> _Given request 1_
Please display each line of the records below that contains the string "fish".

I mainly used Journler’s labels for my top-four. This made chronological list scanning extremely easy. I liked it so much that I’ve adopted the system in the Finder as well. I have Hazel set up to look for [font=Courier]{M[/font] et cetera and assign the colour label appropriately. I found the tagging system kind of redundant, personally, but the category I used.

Hmm. I’ve said this before and I’ll say it again. I kind of recommend it. I’ll put it this way:

On the positive side: I have not found a single application on any platform that more aptly approaching the problems of personal archival. Boswell just gets it. In doing so it does some things that are profoundly weird. It can take quite a lot of fiddling and making mistakes to “get” the application. I know I barraged poor Will Volnak with page after page of feature requests and modifications trying to get Boswell to work like everything else does, in short. But he was gentle about it and said, no, you just don’t get it yet, keep trying. Well, I paraphrase, but that was the gist. After about a quarter of a year of steady usage I did finally get it. It’s strange not being able to delete things, profoundly. You make a mistake, you want to get rid of it. But Boswell rightly asks, why? Drives are big, text is small. Why not just ignore it forever (there is a mechanism for doing so; it’s a bit like telling Spotlight to ignore a file but potentially leaving it out of the Trash. It is there, but you’ll never come across it when searching. Or you can remove it from everything and it sits in the trash, ignored) and if for some reason what you think was a mistake actually wasn’t a mistake, four years from now, you’ll have it. On the notion of filing—it combines the strengths of every system I’ve seen. It recognises the weaknesses of dynamic smart folders and static folders and combines the two into a single concept. A folder that gets stuff added to it by filters automatically, but you can prune or add things yourself. Adding only happens once when you archive. Boswell never dynamically touches a single thing in your database after that point. It’s a simple concept, and the only thing I know that does anything like it is Gmail’s Label and Filter system. What Gmail lacks though is a functional search as I described. Boswell’s Manager is the archivalist’s (my spell checker suggests this should be Archivolts, to which I must emphatically poetically agree) dream. Perform complex multi-point searches across manually assembled data sets and perform functions on them, adding richness and increasing future data importance.

> _Given request 2_
Render this sentence from the Boswell passage above in Spanish: "It's a simple concept, and the only thing I know that does anything like it is Gmail's Label and Filter system."

> _Stored data entries_
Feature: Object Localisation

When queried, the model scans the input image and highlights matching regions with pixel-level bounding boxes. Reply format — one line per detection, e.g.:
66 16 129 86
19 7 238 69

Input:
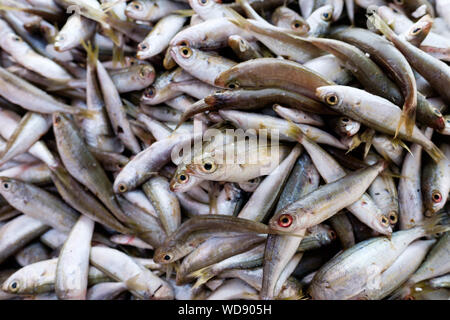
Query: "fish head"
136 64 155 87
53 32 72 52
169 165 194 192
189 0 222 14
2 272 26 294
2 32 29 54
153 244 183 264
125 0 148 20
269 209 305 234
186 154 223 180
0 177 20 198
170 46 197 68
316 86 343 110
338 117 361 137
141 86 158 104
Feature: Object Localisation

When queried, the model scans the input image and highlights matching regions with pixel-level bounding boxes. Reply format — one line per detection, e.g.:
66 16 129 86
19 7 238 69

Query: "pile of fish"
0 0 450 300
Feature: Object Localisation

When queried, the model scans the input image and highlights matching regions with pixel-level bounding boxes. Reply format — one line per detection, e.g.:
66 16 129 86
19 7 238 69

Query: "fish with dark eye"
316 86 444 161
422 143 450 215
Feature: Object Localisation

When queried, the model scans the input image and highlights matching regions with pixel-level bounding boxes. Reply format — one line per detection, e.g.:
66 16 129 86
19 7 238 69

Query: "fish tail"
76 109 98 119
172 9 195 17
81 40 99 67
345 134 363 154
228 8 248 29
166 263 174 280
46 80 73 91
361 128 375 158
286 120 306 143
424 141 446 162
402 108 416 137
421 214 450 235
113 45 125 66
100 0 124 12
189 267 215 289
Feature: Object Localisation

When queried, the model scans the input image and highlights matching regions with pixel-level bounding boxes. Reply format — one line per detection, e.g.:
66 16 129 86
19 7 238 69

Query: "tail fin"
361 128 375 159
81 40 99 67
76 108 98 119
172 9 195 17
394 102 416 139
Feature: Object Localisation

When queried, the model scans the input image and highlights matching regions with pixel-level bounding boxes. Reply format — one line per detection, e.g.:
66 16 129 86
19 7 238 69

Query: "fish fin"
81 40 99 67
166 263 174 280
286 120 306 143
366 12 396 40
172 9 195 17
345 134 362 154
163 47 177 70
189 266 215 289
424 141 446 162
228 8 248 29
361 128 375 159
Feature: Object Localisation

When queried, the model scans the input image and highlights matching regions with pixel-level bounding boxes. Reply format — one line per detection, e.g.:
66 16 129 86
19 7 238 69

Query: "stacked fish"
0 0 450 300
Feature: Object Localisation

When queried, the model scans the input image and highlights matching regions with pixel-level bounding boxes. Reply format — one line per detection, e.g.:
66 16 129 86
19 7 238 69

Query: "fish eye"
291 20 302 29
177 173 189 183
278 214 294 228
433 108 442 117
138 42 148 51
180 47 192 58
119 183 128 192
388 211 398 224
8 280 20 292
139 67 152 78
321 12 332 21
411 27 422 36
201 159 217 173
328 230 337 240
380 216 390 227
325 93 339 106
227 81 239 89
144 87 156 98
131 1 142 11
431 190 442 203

==

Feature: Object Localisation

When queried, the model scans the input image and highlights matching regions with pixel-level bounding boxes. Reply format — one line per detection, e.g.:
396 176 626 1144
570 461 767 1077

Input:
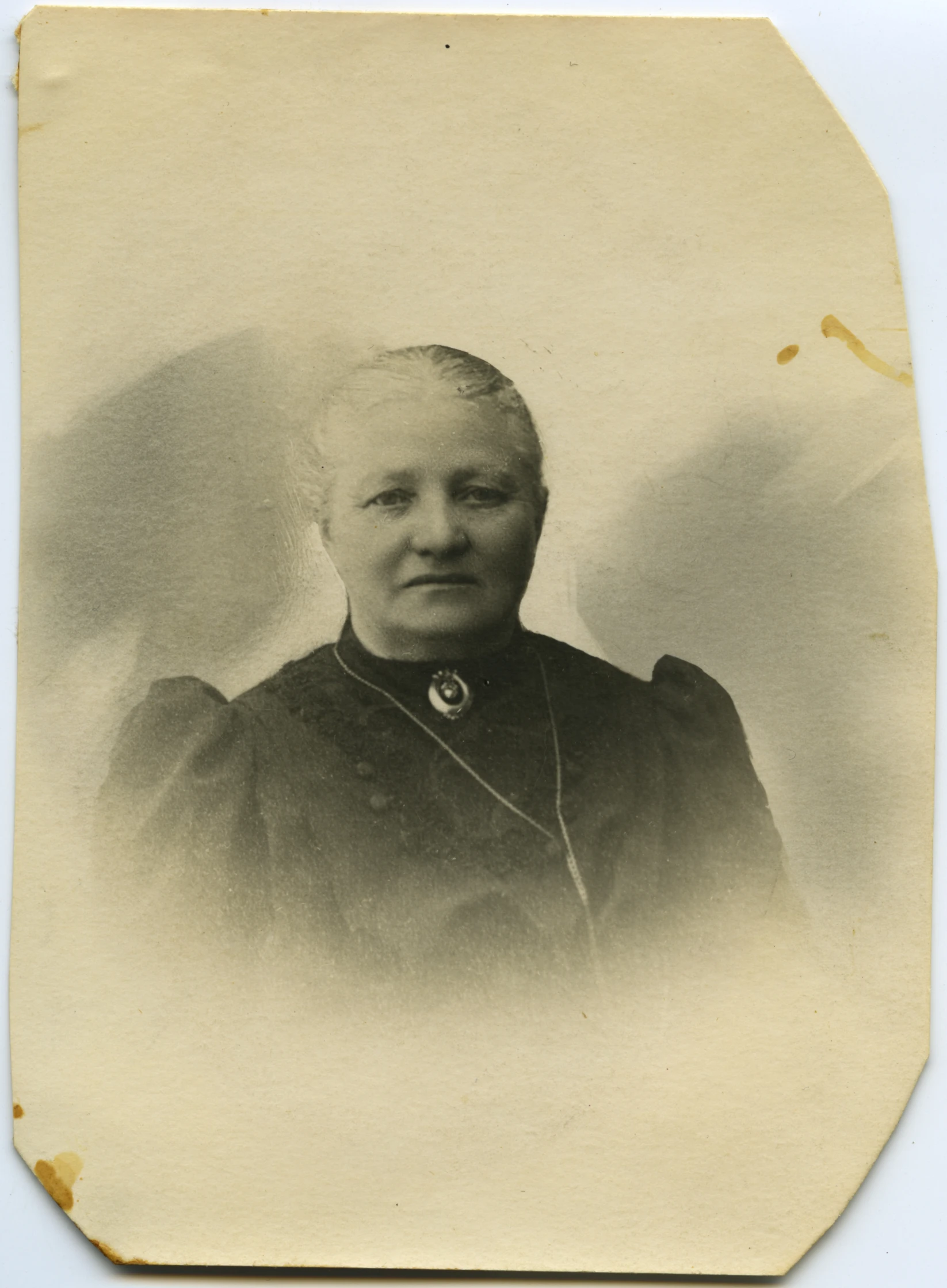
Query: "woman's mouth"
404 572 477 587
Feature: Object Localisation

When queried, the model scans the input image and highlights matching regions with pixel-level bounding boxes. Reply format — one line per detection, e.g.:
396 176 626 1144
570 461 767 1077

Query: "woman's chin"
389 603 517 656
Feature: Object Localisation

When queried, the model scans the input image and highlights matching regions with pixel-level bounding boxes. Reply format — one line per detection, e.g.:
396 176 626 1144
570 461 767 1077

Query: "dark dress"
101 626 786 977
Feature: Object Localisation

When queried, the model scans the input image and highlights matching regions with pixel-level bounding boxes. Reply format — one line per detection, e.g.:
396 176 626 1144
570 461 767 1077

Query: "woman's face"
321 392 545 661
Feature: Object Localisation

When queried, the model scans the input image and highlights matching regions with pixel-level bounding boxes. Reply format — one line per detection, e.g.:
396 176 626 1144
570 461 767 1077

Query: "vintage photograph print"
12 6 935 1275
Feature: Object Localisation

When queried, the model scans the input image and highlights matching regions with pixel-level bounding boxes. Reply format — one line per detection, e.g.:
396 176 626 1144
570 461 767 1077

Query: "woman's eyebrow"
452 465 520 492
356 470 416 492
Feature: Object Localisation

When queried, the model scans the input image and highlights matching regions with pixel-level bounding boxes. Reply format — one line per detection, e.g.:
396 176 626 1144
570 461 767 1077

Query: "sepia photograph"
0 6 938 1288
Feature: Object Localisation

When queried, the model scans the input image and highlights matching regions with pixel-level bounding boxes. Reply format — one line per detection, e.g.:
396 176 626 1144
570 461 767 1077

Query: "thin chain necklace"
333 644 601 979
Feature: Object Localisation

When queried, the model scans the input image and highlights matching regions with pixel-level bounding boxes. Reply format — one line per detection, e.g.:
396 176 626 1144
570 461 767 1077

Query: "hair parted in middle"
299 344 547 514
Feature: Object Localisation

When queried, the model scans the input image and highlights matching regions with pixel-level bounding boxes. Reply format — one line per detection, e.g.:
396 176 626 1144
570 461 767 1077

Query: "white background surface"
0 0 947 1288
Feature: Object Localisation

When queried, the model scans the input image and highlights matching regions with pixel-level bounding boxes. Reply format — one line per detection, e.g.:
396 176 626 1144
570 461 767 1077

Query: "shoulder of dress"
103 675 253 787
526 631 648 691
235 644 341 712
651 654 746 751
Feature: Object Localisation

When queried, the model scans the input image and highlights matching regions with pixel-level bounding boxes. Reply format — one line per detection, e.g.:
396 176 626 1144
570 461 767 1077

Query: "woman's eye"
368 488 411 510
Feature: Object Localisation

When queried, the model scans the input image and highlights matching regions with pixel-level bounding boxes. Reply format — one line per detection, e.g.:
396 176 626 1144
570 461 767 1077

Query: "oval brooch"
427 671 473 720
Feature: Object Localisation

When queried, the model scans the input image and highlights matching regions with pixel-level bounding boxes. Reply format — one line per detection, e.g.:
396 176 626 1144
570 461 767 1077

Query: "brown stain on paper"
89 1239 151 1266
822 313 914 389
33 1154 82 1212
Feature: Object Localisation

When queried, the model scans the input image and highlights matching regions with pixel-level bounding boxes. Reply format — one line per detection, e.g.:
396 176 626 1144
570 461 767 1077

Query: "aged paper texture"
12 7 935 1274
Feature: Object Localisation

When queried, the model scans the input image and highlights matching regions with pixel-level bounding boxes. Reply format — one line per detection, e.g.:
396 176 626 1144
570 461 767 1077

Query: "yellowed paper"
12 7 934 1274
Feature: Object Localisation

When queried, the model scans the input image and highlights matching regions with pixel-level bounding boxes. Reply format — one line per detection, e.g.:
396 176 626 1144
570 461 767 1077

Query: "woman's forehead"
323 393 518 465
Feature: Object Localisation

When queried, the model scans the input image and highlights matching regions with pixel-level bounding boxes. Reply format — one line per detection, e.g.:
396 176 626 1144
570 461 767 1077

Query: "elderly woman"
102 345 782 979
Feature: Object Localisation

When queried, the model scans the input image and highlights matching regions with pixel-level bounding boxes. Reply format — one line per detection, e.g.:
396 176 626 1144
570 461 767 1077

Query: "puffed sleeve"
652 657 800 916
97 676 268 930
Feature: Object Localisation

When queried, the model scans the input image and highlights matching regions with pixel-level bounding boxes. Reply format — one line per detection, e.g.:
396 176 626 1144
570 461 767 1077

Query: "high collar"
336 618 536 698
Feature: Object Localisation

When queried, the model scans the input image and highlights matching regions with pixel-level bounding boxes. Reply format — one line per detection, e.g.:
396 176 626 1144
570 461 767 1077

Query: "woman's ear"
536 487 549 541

> _Written reply 1_
Query: "fish head"
Query: "pile of fish"
Query: "fish with dark eye"
Query: "fish tail"
Query: "fish fin"
Query: "stacked fish"
Query: "fish eye"

> _Written reply 2_
Es un concepto sencillo, y lo único que conozco que hace algo parecido es el sistema de etiquetas y filtros de Gmail.